→ **抜粋文**:
そして過去4年間、募集定員に達していないといいます。原因は、「少子化」と考えられるとされていますが、自衛隊が、海外の戦争や紛争で活動することを前提とするようになった、その影響も無視することはできないと考えます。

 自衛隊のとるべき道をゆがめた安保法制には問題があり、若者たちにその誤った任務を負わせることを激励することになりかねず、また、恒久平和を念願する本市の非核平和都市宣言の立場からも本予算の執行はふさわしくなかったと考えます。

 以上、議案第28号、第42号、第43号には問題がありますので、不認定とすべきです。


 次に、議案第29号、平成30年度いわき市国民健康保険事業特別会計歳入歳出決算の認定について申し上げます。

 この決算には被保険者資格証明書の発行にかかる経費が含まれていました。

 被保険者資格証明書は、国民健康保険に加入していることだけを証明するにすぎず、医療費の全額をいったん負担し、その後市の窓口で保険負担分の7割の払い戻し手続きをとるもので、患者を病院から遠ざけてしまいかねない問題があるなど、私たちはかねてから指摘して参りました。

 これまでも度々引用してきましたが、全日本民医連は2005年から、経済的事由による手遅れ死亡事例調査を実施してきました。

 2018年(調査期間‥18年1月1日~12月31日)の調査では、加盟する636事業所の患者、利用者を対象に、短期保険証や資格証明書など、“無保険状態あるいは保険に制約がある”に該当する38人が亡くなっていることが報告されています。

 調査の結果について講評した全日本民医連は、「調査開始当初は無保険状態の人が多かったが、近年、保険証があっても窓口一部負担の重さから医療にかかれない人が増えている。国保法44条にもとづく窓口負担減免の利用は皆無に近く、もはや国民皆保険は機能していない。この事態を考えないといけない時期だ」と指摘しておりました。

 もともと国保税の滞納は、国保税が高すぎる状態が続いているところにあります。

 国保の加入者構成を見ますと、かつては7割が「農林水産業」と「自営業」従事者でありましたが、今では、43%が年金生活者などの「無職」、34%が「非正規雇用」などで、合わせて8割近くになっており、 協会けんぽや組合健保にくらべ、国保は加入者に大変重い負担を強いる制度となっています。

 全国知事会・同市町村会は国保の構造的な問題を解決し、重い負担である国保税を引き下げるためには、十分な公費を投入することが必要不可欠であると考え、国保の定率国庫負担の増額を政府に要望し続けています。

 さらに、国保加入者の貧困化・高齢化等が進む中で、国保税の負担はますます重くなっており、その重くなる要因の一つに、世帯の人数を算定基礎に据える「均等割」があります。世帯の人数が保険料に影響するのは国保だけで、各世帯に定額でかかる「平等割」と「均等割」を合わせると、全国で徴収されている保険税額は、およそ1兆円とされているため、1兆円の公費投入で「協会けんぽ」並みの保険税とすることが可能である、と要望しています。

 こうした状況の下では、国保税引き下げはもとより、被保険者資格証明書は発行しない措置をとれるよう取り組み、加入者が安心して医療にアクセスできる環境を構築することが必要だったと考えます。

→ **課題**:
1. 国民健康保険についての抜粋文によると、全日本民医連の2018年の調査で、「無保険状態あるいは保険に制約がある」に該当して亡くなったと報告されたのは何人ですか。
2. 国民健康保険についての抜粋文を、最後の文の後から書き継いでください。
以下の記録は、この抜粋文の内容とは関係がありません。

→ **記録データ**:

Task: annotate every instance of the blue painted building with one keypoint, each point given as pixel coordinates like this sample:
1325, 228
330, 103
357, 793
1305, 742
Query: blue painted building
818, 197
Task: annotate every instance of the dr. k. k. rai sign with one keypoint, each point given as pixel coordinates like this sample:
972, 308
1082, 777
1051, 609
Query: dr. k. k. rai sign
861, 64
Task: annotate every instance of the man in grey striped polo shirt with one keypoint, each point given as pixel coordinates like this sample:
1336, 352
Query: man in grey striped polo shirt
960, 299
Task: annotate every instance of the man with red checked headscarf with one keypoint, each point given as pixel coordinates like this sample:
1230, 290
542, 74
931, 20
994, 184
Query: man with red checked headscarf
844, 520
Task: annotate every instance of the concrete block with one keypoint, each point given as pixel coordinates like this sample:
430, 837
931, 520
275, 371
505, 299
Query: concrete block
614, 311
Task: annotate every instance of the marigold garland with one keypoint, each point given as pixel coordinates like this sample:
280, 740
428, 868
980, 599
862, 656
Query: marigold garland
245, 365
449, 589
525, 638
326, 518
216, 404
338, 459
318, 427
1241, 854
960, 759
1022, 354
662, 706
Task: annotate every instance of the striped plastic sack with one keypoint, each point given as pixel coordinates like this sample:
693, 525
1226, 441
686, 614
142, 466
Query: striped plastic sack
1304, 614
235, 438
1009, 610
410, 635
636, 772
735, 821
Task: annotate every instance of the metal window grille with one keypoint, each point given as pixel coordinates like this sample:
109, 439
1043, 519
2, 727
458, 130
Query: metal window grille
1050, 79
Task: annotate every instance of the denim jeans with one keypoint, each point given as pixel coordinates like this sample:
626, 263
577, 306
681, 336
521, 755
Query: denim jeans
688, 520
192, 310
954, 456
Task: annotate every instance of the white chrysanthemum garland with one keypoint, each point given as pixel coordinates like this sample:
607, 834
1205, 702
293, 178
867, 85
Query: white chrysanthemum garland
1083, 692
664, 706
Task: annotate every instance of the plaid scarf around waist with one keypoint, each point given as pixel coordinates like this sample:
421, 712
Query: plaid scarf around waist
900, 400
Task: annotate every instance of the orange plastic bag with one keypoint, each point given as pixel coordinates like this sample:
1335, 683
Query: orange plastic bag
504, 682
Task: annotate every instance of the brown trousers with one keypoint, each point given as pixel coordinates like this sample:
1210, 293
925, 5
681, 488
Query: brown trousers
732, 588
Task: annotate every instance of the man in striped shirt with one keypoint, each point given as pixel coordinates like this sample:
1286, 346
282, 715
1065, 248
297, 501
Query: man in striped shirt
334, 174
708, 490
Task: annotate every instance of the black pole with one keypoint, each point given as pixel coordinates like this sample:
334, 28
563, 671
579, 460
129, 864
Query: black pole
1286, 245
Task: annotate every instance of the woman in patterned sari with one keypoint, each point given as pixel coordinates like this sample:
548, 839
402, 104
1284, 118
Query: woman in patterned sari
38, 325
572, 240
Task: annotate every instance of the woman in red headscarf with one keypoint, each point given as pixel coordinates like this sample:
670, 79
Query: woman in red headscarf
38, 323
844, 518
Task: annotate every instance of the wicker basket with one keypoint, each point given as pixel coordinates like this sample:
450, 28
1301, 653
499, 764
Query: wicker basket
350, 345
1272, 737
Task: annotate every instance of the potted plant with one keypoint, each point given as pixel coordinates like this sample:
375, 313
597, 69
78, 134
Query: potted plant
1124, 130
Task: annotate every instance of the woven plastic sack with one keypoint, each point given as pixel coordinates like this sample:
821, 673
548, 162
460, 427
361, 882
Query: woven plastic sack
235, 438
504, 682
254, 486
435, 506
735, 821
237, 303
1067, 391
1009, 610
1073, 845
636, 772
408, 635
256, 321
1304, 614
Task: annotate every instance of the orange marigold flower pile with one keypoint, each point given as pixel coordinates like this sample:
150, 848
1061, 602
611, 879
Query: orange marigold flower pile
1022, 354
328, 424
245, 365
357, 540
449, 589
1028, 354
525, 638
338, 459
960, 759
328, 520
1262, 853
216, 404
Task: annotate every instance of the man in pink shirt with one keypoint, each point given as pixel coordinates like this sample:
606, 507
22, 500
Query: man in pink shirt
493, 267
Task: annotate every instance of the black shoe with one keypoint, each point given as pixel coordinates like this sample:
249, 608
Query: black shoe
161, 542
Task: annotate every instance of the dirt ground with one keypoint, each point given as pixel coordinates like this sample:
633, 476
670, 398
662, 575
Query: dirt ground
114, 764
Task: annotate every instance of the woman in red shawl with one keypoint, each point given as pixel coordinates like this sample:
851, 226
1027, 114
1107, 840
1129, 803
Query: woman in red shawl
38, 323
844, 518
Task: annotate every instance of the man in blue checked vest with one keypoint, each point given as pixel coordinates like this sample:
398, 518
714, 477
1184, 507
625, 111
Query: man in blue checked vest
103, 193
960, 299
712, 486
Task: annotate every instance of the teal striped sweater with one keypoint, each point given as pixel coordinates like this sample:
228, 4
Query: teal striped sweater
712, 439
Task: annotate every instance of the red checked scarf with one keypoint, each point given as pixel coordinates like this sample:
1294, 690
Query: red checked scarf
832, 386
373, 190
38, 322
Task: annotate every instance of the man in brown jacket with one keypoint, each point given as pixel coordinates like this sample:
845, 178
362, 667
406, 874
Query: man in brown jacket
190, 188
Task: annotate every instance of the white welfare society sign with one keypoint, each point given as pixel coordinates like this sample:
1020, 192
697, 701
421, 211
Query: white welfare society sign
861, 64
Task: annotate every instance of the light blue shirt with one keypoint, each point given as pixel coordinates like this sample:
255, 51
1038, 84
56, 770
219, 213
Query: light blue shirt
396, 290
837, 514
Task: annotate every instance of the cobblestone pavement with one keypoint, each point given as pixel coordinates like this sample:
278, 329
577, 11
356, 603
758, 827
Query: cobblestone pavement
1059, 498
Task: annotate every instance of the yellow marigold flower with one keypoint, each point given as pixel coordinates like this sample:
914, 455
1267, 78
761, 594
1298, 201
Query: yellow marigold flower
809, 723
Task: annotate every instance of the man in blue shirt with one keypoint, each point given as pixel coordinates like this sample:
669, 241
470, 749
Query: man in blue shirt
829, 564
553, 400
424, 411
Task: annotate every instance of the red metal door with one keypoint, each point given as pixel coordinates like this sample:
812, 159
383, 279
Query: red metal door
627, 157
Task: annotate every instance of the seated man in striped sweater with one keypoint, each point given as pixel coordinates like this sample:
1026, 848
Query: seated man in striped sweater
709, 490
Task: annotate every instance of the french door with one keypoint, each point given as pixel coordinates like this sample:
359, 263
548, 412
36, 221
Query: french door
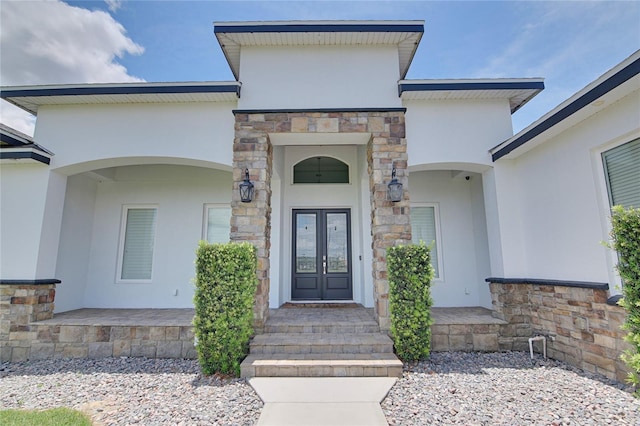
321, 255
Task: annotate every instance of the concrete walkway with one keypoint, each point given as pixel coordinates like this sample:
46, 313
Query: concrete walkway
322, 401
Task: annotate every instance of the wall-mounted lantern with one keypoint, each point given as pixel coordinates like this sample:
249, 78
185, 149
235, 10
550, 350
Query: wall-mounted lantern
246, 188
394, 187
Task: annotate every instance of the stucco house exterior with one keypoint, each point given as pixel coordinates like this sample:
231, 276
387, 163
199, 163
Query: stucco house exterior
125, 179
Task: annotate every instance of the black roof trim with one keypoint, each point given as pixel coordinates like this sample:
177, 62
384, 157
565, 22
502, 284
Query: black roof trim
10, 140
318, 28
45, 281
119, 90
601, 89
481, 85
12, 155
557, 283
309, 110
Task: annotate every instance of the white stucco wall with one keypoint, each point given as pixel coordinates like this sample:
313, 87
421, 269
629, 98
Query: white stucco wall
319, 77
179, 193
449, 132
564, 206
86, 137
75, 242
463, 248
31, 198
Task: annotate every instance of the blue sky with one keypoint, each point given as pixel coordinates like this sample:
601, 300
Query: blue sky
569, 43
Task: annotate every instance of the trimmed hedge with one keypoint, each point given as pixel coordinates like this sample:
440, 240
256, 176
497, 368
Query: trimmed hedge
226, 283
626, 241
410, 273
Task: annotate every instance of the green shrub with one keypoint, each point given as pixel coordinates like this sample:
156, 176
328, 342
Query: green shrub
225, 288
410, 273
626, 241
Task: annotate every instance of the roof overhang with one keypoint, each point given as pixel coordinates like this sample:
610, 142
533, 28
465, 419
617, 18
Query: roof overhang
406, 35
618, 82
11, 137
24, 154
30, 98
517, 91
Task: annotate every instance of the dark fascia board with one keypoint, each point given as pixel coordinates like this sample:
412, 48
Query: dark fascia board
119, 90
601, 89
317, 28
558, 283
10, 140
470, 85
310, 110
6, 154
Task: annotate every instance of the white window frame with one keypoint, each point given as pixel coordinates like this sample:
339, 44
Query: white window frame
603, 199
205, 218
123, 231
436, 215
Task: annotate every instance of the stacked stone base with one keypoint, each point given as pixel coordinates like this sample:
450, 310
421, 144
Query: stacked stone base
95, 341
582, 327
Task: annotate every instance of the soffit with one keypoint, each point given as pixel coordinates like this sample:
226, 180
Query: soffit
30, 98
406, 35
517, 91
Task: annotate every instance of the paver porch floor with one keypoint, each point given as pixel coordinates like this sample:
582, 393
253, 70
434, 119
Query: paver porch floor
184, 317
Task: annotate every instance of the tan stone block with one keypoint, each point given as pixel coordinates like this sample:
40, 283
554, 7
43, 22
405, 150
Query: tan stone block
606, 341
172, 333
71, 333
121, 348
100, 350
299, 125
169, 349
68, 350
376, 124
327, 125
157, 333
42, 351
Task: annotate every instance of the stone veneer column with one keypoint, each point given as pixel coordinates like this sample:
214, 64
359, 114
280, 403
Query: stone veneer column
251, 222
390, 222
252, 149
20, 306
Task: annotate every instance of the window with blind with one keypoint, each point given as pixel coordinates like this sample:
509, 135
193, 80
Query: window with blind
137, 241
622, 173
216, 226
425, 227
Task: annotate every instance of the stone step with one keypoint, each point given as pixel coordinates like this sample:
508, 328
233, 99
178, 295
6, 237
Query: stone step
321, 365
325, 327
305, 343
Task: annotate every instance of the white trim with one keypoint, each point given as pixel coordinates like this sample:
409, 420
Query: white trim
436, 215
123, 231
205, 217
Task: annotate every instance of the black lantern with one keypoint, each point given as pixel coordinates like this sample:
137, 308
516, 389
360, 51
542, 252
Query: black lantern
246, 188
394, 187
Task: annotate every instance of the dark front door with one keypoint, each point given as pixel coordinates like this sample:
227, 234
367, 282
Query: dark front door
321, 264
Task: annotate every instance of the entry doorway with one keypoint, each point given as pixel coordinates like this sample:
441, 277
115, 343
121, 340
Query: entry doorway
321, 255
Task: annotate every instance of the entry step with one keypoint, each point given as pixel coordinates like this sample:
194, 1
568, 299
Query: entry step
319, 343
322, 365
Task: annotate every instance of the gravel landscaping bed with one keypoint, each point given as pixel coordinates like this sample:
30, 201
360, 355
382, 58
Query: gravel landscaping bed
507, 389
449, 388
130, 391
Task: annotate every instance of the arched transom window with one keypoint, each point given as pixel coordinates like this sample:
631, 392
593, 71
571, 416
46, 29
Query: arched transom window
321, 170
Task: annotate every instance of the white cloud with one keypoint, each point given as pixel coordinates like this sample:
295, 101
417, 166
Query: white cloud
51, 42
113, 5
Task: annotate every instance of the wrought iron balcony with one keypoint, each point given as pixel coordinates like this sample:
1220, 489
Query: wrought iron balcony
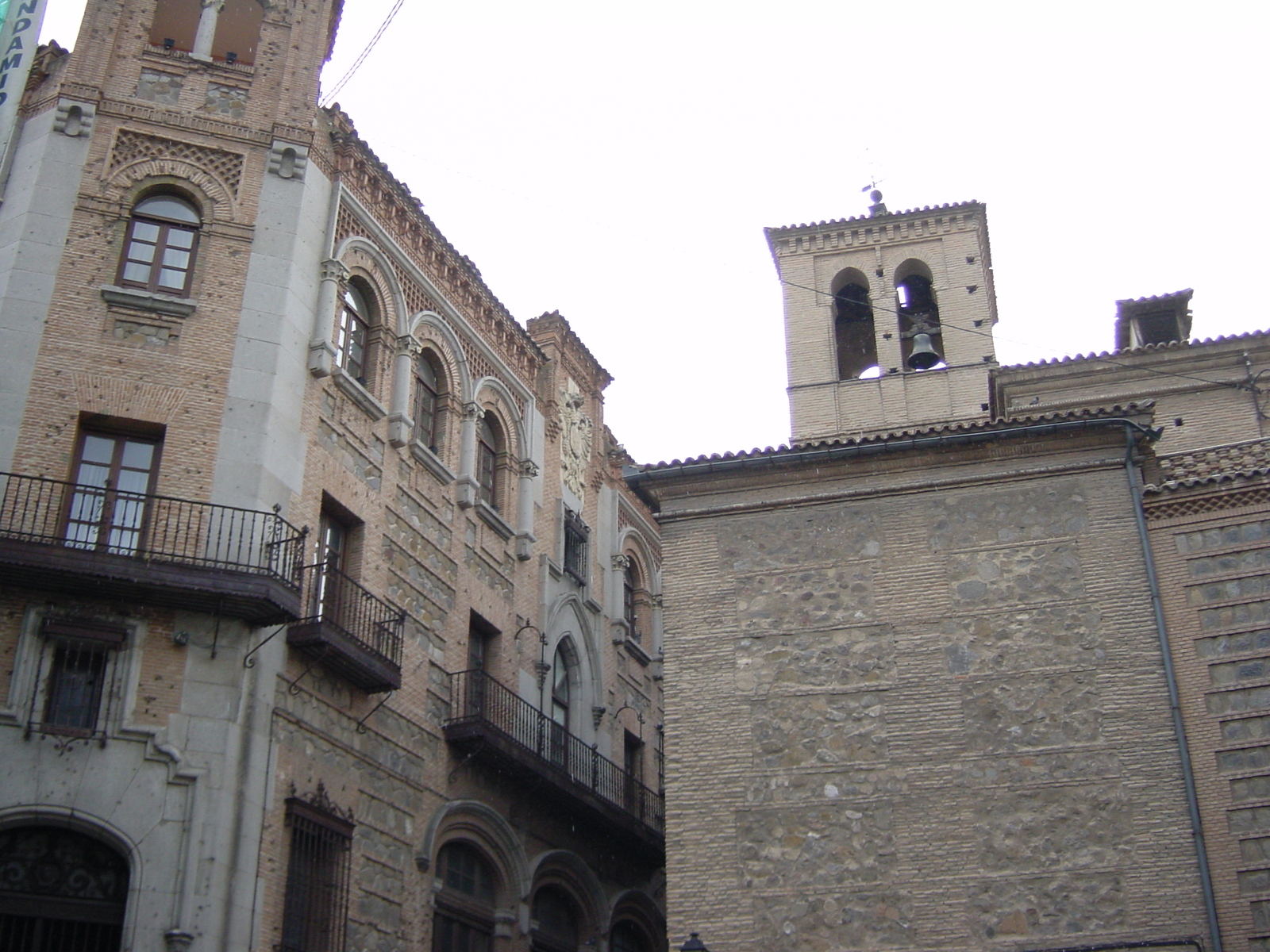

→ **課題の解答**:
1. 38人です。

2.
 よって、議案第29号、いわき市国民健康保険事業特別会計歳入歳出決算の認定については不認定といたします。


 次に、議案第31号、平成30年度いわき市介護保険特別会計歳入歳出決算の認定について申し上げます。
 
 介護保険は介護の社会化や家族介護の負担軽減をうたいながら2000年4月から実施されてきました。しかし、全国的には老々介護などの果てに介護を理由とした不幸な事件が発生し続けています。

 本年11月17日に福井県敦賀市では妻が介護の疲れから夫と義理の両親を殺害するという胸の痛む事件が起こりました。周囲の目を気にするあまり介護サービスはほとんど利用しておらず、妻は仕事もしながら3人の介護を続けている状況にあったようです。

 2015年(平成27年)の介護保険改悪で、特別養護老人ホームの入所者は原則として要介護度3以上に限定されたり、施設に入所している低所得者への補助であった補足給付の対象が縮小されたりしました。

 また、要支援1及び2の介護サービスは保険給付から外されて、市の総合事業へと移行されております。一定の所得がある利用者の利用料は、1割負担から2割負担に増額されました。

 また、「全世代型社会保障」に転換するとして、ケアープラン作成費や要介護1及び2の生活援助サービスの保険給付をはずす等が狙われています。

 こうした見直しは、高齢者の尊厳を守り、その人らしい生活を大切にする介護保険制度にするという点から疑問を感じざるを得ません。

 介護保険料の見直しは3年に1度行われ、これまで6回実施された高齢者保険福祉計画の見直しで5回にわたる介護保険料の引き上げが行われ、第1期に年額で3万200円だった保険料は、第7期で7万2,800円と実に2.4倍もの引き上げになっております。

 こうした引き上げには大きな問題があると言わざるを得ないと思います。一方で、市は全国市長会等を通して、全ての国民が安心して介護が受けられるよう、必要な財源を確保した上で、将来にわたって国民が安心して享受できる持続可能な介護保険制度とするため、公費の負担割合の見直し等で、保険料の上昇を抑える対策を講じるなどの制度の見直しを提言していると答弁しておりました。

 ここには、今の介護の仕組みでは、全ての市民が安心して介護を受けられないという市の危機意識があると考えられます。それはとりもなおさず介護における市民生活の危機を反映しているものととらざるを得ません。その危機の中、この年度には介護保険料の引き上げがなされており、問題があると考えます。従って、本決算については不認定とすべきと考えます。。
 
 以上、5議案にわたり討論してまいりましたが、満場のみなさまのご賛同を心からお願いいたしまして討論を終わります。